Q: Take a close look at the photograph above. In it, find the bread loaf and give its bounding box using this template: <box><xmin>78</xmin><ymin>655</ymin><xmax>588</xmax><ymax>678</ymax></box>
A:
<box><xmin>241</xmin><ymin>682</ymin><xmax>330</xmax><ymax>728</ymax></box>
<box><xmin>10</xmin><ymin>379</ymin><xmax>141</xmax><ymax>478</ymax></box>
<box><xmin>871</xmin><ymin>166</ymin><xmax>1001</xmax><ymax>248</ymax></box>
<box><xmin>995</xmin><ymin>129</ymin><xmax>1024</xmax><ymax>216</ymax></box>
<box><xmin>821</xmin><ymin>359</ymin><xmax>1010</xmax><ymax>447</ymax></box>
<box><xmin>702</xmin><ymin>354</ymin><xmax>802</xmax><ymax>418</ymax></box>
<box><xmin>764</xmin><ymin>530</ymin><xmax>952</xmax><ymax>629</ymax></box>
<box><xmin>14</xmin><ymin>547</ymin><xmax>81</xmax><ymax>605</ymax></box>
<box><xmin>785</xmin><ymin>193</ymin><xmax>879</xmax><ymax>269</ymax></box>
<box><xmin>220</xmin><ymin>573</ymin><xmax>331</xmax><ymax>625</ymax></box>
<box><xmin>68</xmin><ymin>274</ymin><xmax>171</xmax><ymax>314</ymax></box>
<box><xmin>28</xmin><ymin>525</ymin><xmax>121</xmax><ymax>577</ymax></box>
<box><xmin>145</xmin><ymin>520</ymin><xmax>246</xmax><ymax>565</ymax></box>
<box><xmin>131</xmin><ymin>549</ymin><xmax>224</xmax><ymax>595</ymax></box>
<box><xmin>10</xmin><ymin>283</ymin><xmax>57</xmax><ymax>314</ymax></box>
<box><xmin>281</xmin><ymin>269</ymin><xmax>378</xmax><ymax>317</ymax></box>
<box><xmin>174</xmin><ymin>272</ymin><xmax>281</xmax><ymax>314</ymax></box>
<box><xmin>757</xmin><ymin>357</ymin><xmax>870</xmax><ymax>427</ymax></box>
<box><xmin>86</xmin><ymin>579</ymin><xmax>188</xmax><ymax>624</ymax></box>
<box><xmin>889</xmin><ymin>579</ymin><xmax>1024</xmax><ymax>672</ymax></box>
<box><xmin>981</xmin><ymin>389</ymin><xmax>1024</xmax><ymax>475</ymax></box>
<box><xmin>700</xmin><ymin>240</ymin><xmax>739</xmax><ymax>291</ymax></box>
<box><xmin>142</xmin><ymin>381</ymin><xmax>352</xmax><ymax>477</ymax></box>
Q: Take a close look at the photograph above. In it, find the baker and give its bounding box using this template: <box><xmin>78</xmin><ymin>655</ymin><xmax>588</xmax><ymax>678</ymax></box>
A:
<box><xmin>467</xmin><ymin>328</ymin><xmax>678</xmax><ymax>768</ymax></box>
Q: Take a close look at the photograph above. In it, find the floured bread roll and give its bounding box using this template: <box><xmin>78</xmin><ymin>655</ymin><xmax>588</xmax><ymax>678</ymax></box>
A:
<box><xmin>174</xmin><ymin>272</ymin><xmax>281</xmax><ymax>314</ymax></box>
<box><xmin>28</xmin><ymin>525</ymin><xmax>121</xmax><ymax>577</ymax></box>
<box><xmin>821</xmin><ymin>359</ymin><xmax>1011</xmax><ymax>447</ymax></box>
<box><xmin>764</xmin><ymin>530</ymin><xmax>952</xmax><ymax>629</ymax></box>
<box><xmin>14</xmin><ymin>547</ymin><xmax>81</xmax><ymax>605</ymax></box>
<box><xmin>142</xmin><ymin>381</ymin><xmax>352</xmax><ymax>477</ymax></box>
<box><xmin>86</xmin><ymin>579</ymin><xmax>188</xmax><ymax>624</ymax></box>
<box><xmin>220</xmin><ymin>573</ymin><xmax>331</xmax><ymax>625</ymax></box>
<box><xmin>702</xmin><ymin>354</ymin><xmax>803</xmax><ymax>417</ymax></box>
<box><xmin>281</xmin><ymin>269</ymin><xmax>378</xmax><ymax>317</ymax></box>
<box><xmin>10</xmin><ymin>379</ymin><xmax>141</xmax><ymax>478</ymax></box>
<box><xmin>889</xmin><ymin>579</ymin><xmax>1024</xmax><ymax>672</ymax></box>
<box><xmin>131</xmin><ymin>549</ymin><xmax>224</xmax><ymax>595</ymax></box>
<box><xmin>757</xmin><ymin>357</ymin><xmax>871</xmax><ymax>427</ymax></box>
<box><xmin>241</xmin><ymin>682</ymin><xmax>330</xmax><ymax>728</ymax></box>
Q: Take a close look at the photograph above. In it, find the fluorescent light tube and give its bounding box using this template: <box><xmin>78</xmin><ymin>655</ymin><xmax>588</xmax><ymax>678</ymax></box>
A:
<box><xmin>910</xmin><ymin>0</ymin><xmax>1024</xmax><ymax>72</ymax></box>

• [INSTRUCTION]
Repeat the records above in full, character for character.

• [RESULT]
Q: Take a close look at the photograph above. In it, find the bread loaf and give its bounding box using this template: <box><xmin>78</xmin><ymin>655</ymin><xmax>588</xmax><ymax>678</ymax></box>
A:
<box><xmin>241</xmin><ymin>682</ymin><xmax>330</xmax><ymax>728</ymax></box>
<box><xmin>10</xmin><ymin>379</ymin><xmax>141</xmax><ymax>478</ymax></box>
<box><xmin>871</xmin><ymin>166</ymin><xmax>1001</xmax><ymax>248</ymax></box>
<box><xmin>995</xmin><ymin>129</ymin><xmax>1024</xmax><ymax>216</ymax></box>
<box><xmin>821</xmin><ymin>359</ymin><xmax>1010</xmax><ymax>447</ymax></box>
<box><xmin>702</xmin><ymin>354</ymin><xmax>802</xmax><ymax>418</ymax></box>
<box><xmin>764</xmin><ymin>530</ymin><xmax>952</xmax><ymax>629</ymax></box>
<box><xmin>14</xmin><ymin>547</ymin><xmax>81</xmax><ymax>605</ymax></box>
<box><xmin>785</xmin><ymin>193</ymin><xmax>879</xmax><ymax>269</ymax></box>
<box><xmin>220</xmin><ymin>573</ymin><xmax>331</xmax><ymax>625</ymax></box>
<box><xmin>68</xmin><ymin>274</ymin><xmax>171</xmax><ymax>314</ymax></box>
<box><xmin>28</xmin><ymin>525</ymin><xmax>121</xmax><ymax>577</ymax></box>
<box><xmin>145</xmin><ymin>520</ymin><xmax>246</xmax><ymax>565</ymax></box>
<box><xmin>131</xmin><ymin>549</ymin><xmax>224</xmax><ymax>595</ymax></box>
<box><xmin>10</xmin><ymin>283</ymin><xmax>57</xmax><ymax>314</ymax></box>
<box><xmin>281</xmin><ymin>269</ymin><xmax>378</xmax><ymax>317</ymax></box>
<box><xmin>174</xmin><ymin>272</ymin><xmax>281</xmax><ymax>314</ymax></box>
<box><xmin>757</xmin><ymin>357</ymin><xmax>870</xmax><ymax>427</ymax></box>
<box><xmin>86</xmin><ymin>579</ymin><xmax>188</xmax><ymax>624</ymax></box>
<box><xmin>889</xmin><ymin>579</ymin><xmax>1024</xmax><ymax>672</ymax></box>
<box><xmin>981</xmin><ymin>389</ymin><xmax>1024</xmax><ymax>475</ymax></box>
<box><xmin>700</xmin><ymin>240</ymin><xmax>739</xmax><ymax>291</ymax></box>
<box><xmin>142</xmin><ymin>381</ymin><xmax>352</xmax><ymax>477</ymax></box>
Q: Take a close look at the photograph above. In it, find the baker and give its bounding box using this template: <box><xmin>78</xmin><ymin>655</ymin><xmax>588</xmax><ymax>678</ymax></box>
A:
<box><xmin>467</xmin><ymin>328</ymin><xmax>678</xmax><ymax>768</ymax></box>
Q: Take a close look at the photograph above. In it, find the floured bread roll and give its bounding box using this template: <box><xmin>78</xmin><ymin>655</ymin><xmax>588</xmax><ymax>678</ymax></box>
A:
<box><xmin>174</xmin><ymin>272</ymin><xmax>281</xmax><ymax>314</ymax></box>
<box><xmin>28</xmin><ymin>525</ymin><xmax>121</xmax><ymax>577</ymax></box>
<box><xmin>821</xmin><ymin>359</ymin><xmax>1011</xmax><ymax>447</ymax></box>
<box><xmin>764</xmin><ymin>530</ymin><xmax>952</xmax><ymax>629</ymax></box>
<box><xmin>14</xmin><ymin>547</ymin><xmax>81</xmax><ymax>605</ymax></box>
<box><xmin>142</xmin><ymin>381</ymin><xmax>352</xmax><ymax>477</ymax></box>
<box><xmin>86</xmin><ymin>579</ymin><xmax>188</xmax><ymax>624</ymax></box>
<box><xmin>220</xmin><ymin>573</ymin><xmax>331</xmax><ymax>625</ymax></box>
<box><xmin>702</xmin><ymin>354</ymin><xmax>803</xmax><ymax>417</ymax></box>
<box><xmin>281</xmin><ymin>269</ymin><xmax>378</xmax><ymax>317</ymax></box>
<box><xmin>10</xmin><ymin>379</ymin><xmax>141</xmax><ymax>478</ymax></box>
<box><xmin>889</xmin><ymin>579</ymin><xmax>1024</xmax><ymax>672</ymax></box>
<box><xmin>131</xmin><ymin>549</ymin><xmax>224</xmax><ymax>595</ymax></box>
<box><xmin>757</xmin><ymin>357</ymin><xmax>871</xmax><ymax>427</ymax></box>
<box><xmin>241</xmin><ymin>682</ymin><xmax>330</xmax><ymax>728</ymax></box>
Q: Take a close look at the photograph above. In it, find the fluorescent light tube and give its bounding box using this template: <box><xmin>78</xmin><ymin>655</ymin><xmax>588</xmax><ymax>678</ymax></box>
A:
<box><xmin>910</xmin><ymin>0</ymin><xmax>1024</xmax><ymax>72</ymax></box>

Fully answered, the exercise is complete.